■ **CHALLENGE**: Can you format the lines below as a JSON list of strings, with one string per line, blank lines skipped and the pictures left out?

■ **RECORDS FOR PROCESSING**:
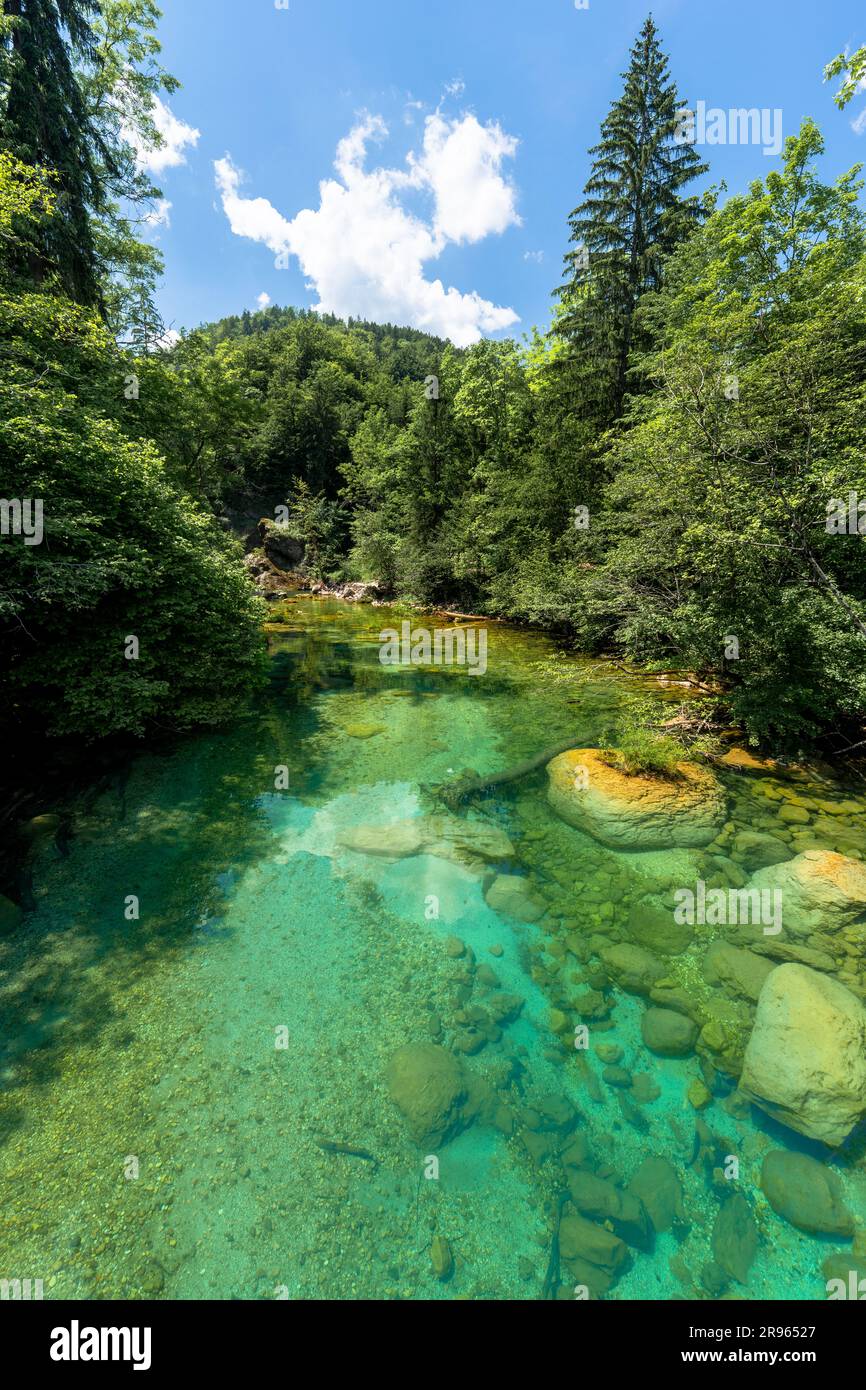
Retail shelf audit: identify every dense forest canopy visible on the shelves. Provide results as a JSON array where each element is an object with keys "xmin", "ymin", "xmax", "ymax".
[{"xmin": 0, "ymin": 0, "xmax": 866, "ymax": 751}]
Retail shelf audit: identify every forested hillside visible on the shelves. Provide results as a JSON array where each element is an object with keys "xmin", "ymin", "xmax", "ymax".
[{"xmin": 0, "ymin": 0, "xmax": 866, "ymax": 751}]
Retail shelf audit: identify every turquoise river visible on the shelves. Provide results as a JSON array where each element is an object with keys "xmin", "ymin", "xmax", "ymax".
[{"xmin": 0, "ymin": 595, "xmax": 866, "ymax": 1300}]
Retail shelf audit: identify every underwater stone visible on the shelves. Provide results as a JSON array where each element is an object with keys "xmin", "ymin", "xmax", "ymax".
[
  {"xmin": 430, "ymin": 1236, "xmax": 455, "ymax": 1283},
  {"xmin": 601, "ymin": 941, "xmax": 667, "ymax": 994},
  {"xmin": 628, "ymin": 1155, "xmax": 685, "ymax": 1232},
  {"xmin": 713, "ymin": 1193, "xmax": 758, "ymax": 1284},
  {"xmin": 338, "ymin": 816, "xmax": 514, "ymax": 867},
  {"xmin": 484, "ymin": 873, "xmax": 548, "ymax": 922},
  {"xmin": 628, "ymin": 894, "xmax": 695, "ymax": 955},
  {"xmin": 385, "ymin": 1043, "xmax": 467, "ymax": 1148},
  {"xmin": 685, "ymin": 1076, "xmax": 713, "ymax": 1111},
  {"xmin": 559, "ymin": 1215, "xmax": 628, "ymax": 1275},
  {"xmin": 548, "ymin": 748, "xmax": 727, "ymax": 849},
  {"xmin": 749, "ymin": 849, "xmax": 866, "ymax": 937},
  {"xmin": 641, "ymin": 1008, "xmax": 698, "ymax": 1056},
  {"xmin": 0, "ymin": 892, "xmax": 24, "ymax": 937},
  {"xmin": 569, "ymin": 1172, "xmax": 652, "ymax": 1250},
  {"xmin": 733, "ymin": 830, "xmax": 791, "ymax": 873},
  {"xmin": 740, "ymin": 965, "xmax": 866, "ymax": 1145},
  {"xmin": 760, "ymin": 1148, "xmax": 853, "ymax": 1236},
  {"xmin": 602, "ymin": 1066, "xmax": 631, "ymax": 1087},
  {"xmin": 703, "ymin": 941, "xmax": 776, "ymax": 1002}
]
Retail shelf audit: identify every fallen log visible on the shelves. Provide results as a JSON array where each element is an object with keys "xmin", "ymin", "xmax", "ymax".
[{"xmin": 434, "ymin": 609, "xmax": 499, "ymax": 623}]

■ **WRITTEN REPLY**:
[
  "Retail shelf audit: identify every dense forest canopy visible on the shelves. Provide results as a JSON array where each element is an object with keys \"xmin\", \"ymin\", \"xmax\", \"ymax\".",
  "[{\"xmin\": 0, \"ymin\": 0, \"xmax\": 866, \"ymax\": 751}]",
  "Retail shelf audit: identify every forested hillside visible on the shelves. Provide results as a JSON array where each element is an object with keys \"xmin\", \"ymin\", \"xmax\", \"ymax\".",
  "[{\"xmin\": 0, \"ymin\": 0, \"xmax\": 866, \"ymax\": 751}]",
  "Retail shelf audit: identify every turquoise river visible on the shelves. Provide results as a JSON array where each element is an object with keys \"xmin\", \"ymin\", \"xmax\", \"ymax\".",
  "[{\"xmin\": 0, \"ymin\": 595, \"xmax\": 866, \"ymax\": 1300}]",
  "Retail shelf audit: identify every underwater stone visible on the shelves. Provide results as a JSON array where each element is an object with keys \"xmin\", \"ymin\", \"xmax\", \"ymax\".",
  "[",
  "  {\"xmin\": 430, \"ymin\": 1236, \"xmax\": 455, \"ymax\": 1283},",
  "  {\"xmin\": 601, \"ymin\": 941, \"xmax\": 667, \"ymax\": 994},",
  "  {\"xmin\": 628, \"ymin\": 1155, \"xmax\": 685, \"ymax\": 1232},",
  "  {\"xmin\": 713, \"ymin\": 1193, \"xmax\": 758, \"ymax\": 1284},",
  "  {\"xmin\": 338, \"ymin\": 816, \"xmax\": 514, \"ymax\": 867},",
  "  {\"xmin\": 484, \"ymin\": 873, \"xmax\": 548, \"ymax\": 922},",
  "  {\"xmin\": 628, \"ymin\": 894, \"xmax\": 695, \"ymax\": 955},",
  "  {\"xmin\": 385, \"ymin\": 1043, \"xmax\": 467, \"ymax\": 1148},",
  "  {\"xmin\": 685, \"ymin\": 1076, \"xmax\": 713, \"ymax\": 1111},",
  "  {\"xmin\": 559, \"ymin\": 1215, \"xmax\": 628, \"ymax\": 1275},",
  "  {\"xmin\": 548, \"ymin\": 748, \"xmax\": 727, \"ymax\": 849},",
  "  {\"xmin\": 749, \"ymin\": 849, \"xmax\": 866, \"ymax\": 937},",
  "  {\"xmin\": 641, \"ymin\": 1008, \"xmax\": 698, \"ymax\": 1056},",
  "  {\"xmin\": 0, \"ymin\": 892, \"xmax\": 24, \"ymax\": 937},",
  "  {\"xmin\": 569, \"ymin\": 1172, \"xmax\": 652, \"ymax\": 1250},",
  "  {\"xmin\": 733, \"ymin\": 830, \"xmax\": 791, \"ymax\": 873},",
  "  {\"xmin\": 740, \"ymin\": 965, \"xmax\": 866, \"ymax\": 1145},",
  "  {\"xmin\": 760, \"ymin\": 1148, \"xmax\": 853, \"ymax\": 1236},",
  "  {\"xmin\": 602, \"ymin\": 1066, \"xmax\": 631, \"ymax\": 1087},",
  "  {\"xmin\": 703, \"ymin\": 941, \"xmax\": 776, \"ymax\": 1002}",
  "]",
  "Retail shelf audit: identify every fallen log visible on the shelves. Provide results as a JSON array where each element is an object with keys \"xmin\", \"ymin\", \"xmax\", \"ymax\".",
  "[{\"xmin\": 434, \"ymin\": 609, \"xmax\": 499, \"ymax\": 623}]"
]